▸ **EXERCISE BRIEF**
I need the lines from the one with "Target: gray shingled roof" through the end of the material, copied exactly and with nothing else included.

[INFORMATION SUPPLIED Boundary: Start]

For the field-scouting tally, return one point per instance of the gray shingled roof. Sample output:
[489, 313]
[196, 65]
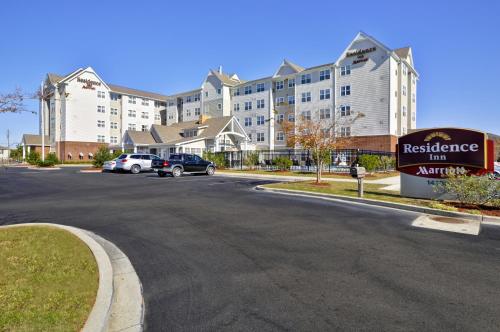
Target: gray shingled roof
[55, 78]
[173, 134]
[141, 137]
[30, 139]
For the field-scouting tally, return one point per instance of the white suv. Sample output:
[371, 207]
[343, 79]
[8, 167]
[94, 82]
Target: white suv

[INFORMATION SUPPLIED Boundary: End]

▸ **RESPONSE TO THE EXERCISE**
Target: gray shingled roof
[55, 78]
[173, 134]
[141, 137]
[30, 139]
For the field-scouting tally, return one point per instance of the white suv. Sample output:
[371, 207]
[343, 79]
[8, 167]
[94, 82]
Target: white suv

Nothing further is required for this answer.